• [Instrução A]: No trecho citado, quem encobria a jornalista para que ela fosse ao estádio?

Jornalista relata que na infância se escondia para torcer no Pacaembu
A repórter puxou da memória fatos que fizeram se apaixonar pelo futebol. De acordo com ela, desde a adolescência sempre teve um amor pelo esporte e contou que fazia de tudo para ir ao estádio.
“É um pouco, mas nem tanto. Acho que é um pouco como as famílias brasileiras são. O futebol é muito parte da nossa cultura e eu vejo muito isso até aqui na Inglaterra. O futebol é muito parte da cultura deles e eles têm uma cultura diferente com o futebol. Então, meu pai, por exemplo, ele não tem um time de futebol. Ele torce pro bom futebol. Ele fala que depois da Copa de 82, não torce pra mais ninguém, mas eu lembro (espero que o meu pai não esteja ouvindo), eu ia no estádio escondida. Minha mãe me encobria pra ir no estádio pra ver o jogo de futebol, porque ele achava muito perigoso e foi assim que comecei. Quando não tinha credencial até falava pra ele: ‘Não, não, estou no setor de imprensa’. Quando na verdade, estava na arquibancada com o Leandro (radialista e amigo)”, disse aos risos.

• [Instrução B]: Transcreva da listagem, sem qualquer alteração, as linhas que começam na que contém "[mask] black cleat -> every instance" e seguem até a que contém "80 158 L 80", incluindo ambas.

• [Listagem do exercício]:
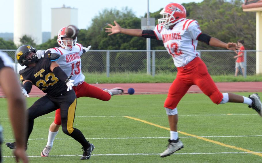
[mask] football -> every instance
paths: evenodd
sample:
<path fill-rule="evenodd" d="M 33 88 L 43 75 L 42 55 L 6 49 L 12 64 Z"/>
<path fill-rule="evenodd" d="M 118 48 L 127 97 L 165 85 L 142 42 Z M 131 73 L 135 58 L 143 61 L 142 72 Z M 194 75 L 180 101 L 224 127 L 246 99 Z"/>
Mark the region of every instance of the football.
<path fill-rule="evenodd" d="M 79 33 L 79 29 L 74 25 L 69 25 L 66 28 L 65 33 L 69 37 L 75 38 Z"/>

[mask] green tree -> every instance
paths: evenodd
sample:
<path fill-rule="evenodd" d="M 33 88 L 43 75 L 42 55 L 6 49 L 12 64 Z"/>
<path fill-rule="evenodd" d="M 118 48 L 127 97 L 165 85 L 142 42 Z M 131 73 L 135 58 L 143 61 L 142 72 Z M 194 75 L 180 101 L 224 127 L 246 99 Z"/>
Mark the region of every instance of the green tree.
<path fill-rule="evenodd" d="M 0 49 L 16 49 L 16 46 L 12 41 L 5 41 L 0 38 Z"/>
<path fill-rule="evenodd" d="M 36 48 L 37 49 L 46 50 L 54 47 L 59 47 L 57 43 L 57 36 L 54 37 L 52 39 L 49 39 L 44 43 L 37 45 Z"/>
<path fill-rule="evenodd" d="M 20 38 L 21 42 L 20 46 L 23 45 L 29 45 L 35 47 L 36 44 L 35 43 L 35 40 L 31 37 L 27 36 L 26 35 L 24 35 Z"/>

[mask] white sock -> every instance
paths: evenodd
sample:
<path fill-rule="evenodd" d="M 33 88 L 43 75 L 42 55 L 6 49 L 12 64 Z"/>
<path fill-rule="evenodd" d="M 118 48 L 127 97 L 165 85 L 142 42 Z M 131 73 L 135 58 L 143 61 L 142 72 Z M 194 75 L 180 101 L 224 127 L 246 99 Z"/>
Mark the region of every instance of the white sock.
<path fill-rule="evenodd" d="M 244 98 L 244 102 L 243 103 L 247 104 L 250 106 L 252 105 L 252 100 L 251 100 L 248 97 L 244 97 L 244 96 L 243 96 L 243 98 Z"/>
<path fill-rule="evenodd" d="M 56 132 L 52 132 L 48 130 L 48 139 L 47 141 L 47 144 L 46 144 L 47 145 L 51 147 L 53 147 L 54 140 L 58 133 L 58 131 Z"/>
<path fill-rule="evenodd" d="M 178 138 L 178 133 L 170 131 L 170 140 L 176 140 Z"/>

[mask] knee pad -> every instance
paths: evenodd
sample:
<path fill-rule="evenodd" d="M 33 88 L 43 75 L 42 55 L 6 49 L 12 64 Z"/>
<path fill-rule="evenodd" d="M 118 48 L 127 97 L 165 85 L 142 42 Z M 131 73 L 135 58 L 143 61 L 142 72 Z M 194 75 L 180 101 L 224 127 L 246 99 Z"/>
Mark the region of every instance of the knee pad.
<path fill-rule="evenodd" d="M 223 95 L 220 92 L 217 91 L 213 92 L 208 96 L 212 102 L 217 104 L 219 104 L 223 99 Z"/>
<path fill-rule="evenodd" d="M 67 129 L 66 127 L 63 127 L 62 126 L 62 130 L 63 131 L 63 132 L 67 135 L 69 135 L 74 131 L 74 128 L 72 127 Z"/>
<path fill-rule="evenodd" d="M 166 109 L 166 113 L 167 115 L 172 115 L 177 114 L 178 113 L 177 109 L 176 108 L 173 109 L 168 108 L 165 108 Z"/>
<path fill-rule="evenodd" d="M 223 98 L 222 99 L 222 100 L 219 103 L 219 104 L 225 104 L 228 102 L 229 99 L 228 98 L 228 94 L 227 93 L 224 93 L 223 94 L 222 94 L 223 95 Z"/>

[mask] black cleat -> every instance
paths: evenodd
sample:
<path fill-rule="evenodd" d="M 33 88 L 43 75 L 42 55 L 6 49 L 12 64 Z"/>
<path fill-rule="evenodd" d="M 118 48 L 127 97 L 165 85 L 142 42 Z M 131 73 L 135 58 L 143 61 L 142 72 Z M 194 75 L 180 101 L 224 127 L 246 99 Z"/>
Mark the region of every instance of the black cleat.
<path fill-rule="evenodd" d="M 80 158 L 80 160 L 88 160 L 91 157 L 91 153 L 95 148 L 94 144 L 90 143 L 90 146 L 85 150 L 84 147 L 82 147 L 82 149 L 84 151 L 84 153 L 82 157 Z"/>
<path fill-rule="evenodd" d="M 15 149 L 16 148 L 16 145 L 15 142 L 14 143 L 5 143 L 5 145 L 8 147 L 10 148 L 11 149 Z M 28 145 L 28 143 L 26 143 L 26 145 L 25 147 L 25 150 L 27 150 L 27 145 Z"/>
<path fill-rule="evenodd" d="M 5 145 L 8 147 L 10 148 L 10 149 L 16 149 L 16 142 L 14 143 L 5 143 Z"/>
<path fill-rule="evenodd" d="M 252 100 L 252 106 L 248 106 L 257 112 L 260 116 L 262 117 L 262 103 L 260 98 L 257 94 L 254 94 L 249 96 L 249 98 Z"/>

• [Resposta completa A]: A mãe dela.

• [Resposta completa B]:
[mask] black cleat -> every instance
paths: evenodd
sample:
<path fill-rule="evenodd" d="M 33 88 L 43 75 L 42 55 L 6 49 L 12 64 Z"/>
<path fill-rule="evenodd" d="M 118 48 L 127 97 L 165 85 L 142 42 Z M 131 73 L 135 58 L 143 61 L 142 72 Z M 194 75 L 180 101 L 224 127 L 246 99 Z"/>
Mark the region of every instance of the black cleat.
<path fill-rule="evenodd" d="M 80 158 L 80 160 L 88 160 L 91 157 L 91 153 L 95 148 L 94 144 L 90 143 L 90 146 L 85 150 L 84 147 L 82 147 L 82 149 L 84 151 L 84 153 L 82 157 Z"/>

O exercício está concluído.